◆ TEXTO PROPORCIONADO
En la intimidad del papel timbrado la aureola mítica de todos ellos contrasta con un estado de ruina económica permanente, acumulación de rechazos editoriales, broncas con los agentes y un sinfín de trabajos alimenticios, todo harto más doloroso si uno está seguro de poseer una obra que convulsionará al mundo. Porque, ¿acaso la mera conservación de esta correspondencia no revela la fe de cada uno de ellos en su gloria futura -Thompson escribía sobre papel carbón para tener copia, Kerouac habla de una clasificación perfecta y de un archivador metálico que le facilita su consulta? Y hablando del porvenir, ¿el email imposibilitará recopilaciones de esta naturaleza o la cualidad electrónica de los mensajes fomentará su vuelco en ebooks? Pero abramos un buzón de los de antes, de hierro y llave, para ver qué se contaban estos aventajados hijos de la contracultura.

◆ CONSIGNA
Cita literalmente el tramo del texto sobre la correspondencia de los escritores de la contracultura que va desde "En la intimidad" hasta "de la contracultura.".

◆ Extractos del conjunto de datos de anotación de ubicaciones
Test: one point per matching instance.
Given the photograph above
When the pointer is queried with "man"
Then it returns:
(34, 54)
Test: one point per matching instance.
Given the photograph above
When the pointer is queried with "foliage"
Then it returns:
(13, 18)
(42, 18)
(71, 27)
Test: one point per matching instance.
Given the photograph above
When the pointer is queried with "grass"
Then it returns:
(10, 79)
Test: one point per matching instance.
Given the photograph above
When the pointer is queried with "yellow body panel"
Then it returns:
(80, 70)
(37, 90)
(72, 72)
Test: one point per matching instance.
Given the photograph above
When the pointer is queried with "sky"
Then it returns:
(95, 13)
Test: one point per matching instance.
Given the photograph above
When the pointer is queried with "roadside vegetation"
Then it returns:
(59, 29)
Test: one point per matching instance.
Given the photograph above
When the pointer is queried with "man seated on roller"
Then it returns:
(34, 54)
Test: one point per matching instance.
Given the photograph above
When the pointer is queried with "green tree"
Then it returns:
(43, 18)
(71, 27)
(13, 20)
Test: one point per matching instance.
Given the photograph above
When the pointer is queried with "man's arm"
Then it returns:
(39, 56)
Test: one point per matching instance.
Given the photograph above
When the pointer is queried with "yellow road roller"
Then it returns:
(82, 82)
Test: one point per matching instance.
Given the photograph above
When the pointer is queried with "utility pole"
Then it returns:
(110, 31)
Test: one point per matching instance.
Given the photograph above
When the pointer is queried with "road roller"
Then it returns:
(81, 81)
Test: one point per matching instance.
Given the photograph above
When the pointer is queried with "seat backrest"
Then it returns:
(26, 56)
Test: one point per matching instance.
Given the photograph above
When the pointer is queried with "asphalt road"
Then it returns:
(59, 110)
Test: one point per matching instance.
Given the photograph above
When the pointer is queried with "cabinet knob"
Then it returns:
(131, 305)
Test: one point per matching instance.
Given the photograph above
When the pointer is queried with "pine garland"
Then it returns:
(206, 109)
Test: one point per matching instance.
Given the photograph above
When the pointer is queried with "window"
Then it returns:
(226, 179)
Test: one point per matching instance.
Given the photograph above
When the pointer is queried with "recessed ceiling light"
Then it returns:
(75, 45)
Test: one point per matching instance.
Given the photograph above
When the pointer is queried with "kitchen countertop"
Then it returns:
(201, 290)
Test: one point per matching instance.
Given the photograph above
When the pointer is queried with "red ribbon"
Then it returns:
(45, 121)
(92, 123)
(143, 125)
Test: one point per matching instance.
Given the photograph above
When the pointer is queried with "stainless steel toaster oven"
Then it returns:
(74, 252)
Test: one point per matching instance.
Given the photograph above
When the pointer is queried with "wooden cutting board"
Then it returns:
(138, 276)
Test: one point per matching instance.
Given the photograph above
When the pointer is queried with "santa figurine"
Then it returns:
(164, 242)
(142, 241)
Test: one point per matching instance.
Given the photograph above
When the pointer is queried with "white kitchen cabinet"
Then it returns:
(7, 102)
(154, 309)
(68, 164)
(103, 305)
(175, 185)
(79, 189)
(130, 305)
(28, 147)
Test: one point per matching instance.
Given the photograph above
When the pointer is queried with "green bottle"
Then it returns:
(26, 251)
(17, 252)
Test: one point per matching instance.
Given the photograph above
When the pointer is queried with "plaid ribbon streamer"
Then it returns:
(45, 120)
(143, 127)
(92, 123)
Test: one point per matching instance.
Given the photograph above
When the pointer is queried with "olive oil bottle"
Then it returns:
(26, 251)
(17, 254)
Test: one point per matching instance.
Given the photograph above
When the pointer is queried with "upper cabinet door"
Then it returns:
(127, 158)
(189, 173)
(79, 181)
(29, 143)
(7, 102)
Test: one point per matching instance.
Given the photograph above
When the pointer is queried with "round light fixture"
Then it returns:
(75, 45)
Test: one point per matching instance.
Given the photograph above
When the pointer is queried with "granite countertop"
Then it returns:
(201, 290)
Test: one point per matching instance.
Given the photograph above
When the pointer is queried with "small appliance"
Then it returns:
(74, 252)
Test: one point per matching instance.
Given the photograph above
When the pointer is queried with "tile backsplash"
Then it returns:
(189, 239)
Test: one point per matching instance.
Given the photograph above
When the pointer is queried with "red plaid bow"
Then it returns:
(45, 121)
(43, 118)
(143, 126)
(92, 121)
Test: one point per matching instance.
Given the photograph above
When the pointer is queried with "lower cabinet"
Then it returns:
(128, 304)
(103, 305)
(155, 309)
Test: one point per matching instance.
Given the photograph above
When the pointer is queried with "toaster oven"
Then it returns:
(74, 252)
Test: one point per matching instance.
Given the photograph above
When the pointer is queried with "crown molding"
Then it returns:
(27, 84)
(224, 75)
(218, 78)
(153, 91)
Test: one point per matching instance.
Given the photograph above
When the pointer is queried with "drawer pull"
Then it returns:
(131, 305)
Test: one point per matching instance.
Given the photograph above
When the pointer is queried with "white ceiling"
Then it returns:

◆ RESULTADO DEL EJERCICIO
En la intimidad del papel timbrado la aureola mítica de todos ellos contrasta con un estado de ruina económica permanente, acumulación de rechazos editoriales, broncas con los agentes y un sinfín de trabajos alimenticios, todo harto más doloroso si uno está seguro de poseer una obra que convulsionará al mundo. Porque, ¿acaso la mera conservación de esta correspondencia no revela la fe de cada uno de ellos en su gloria futura -Thompson escribía sobre papel carbón para tener copia, Kerouac habla de una clasificación perfecta y de un archivador metálico que le facilita su consulta? Y hablando del porvenir, ¿el email imposibilitará recopilaciones de esta naturaleza o la cualidad electrónica de los mensajes fomentará su vuelco en ebooks? Pero abramos un buzón de los de antes, de hierro y llave, para ver qué se contaban estos aventajados hijos de la contracultura.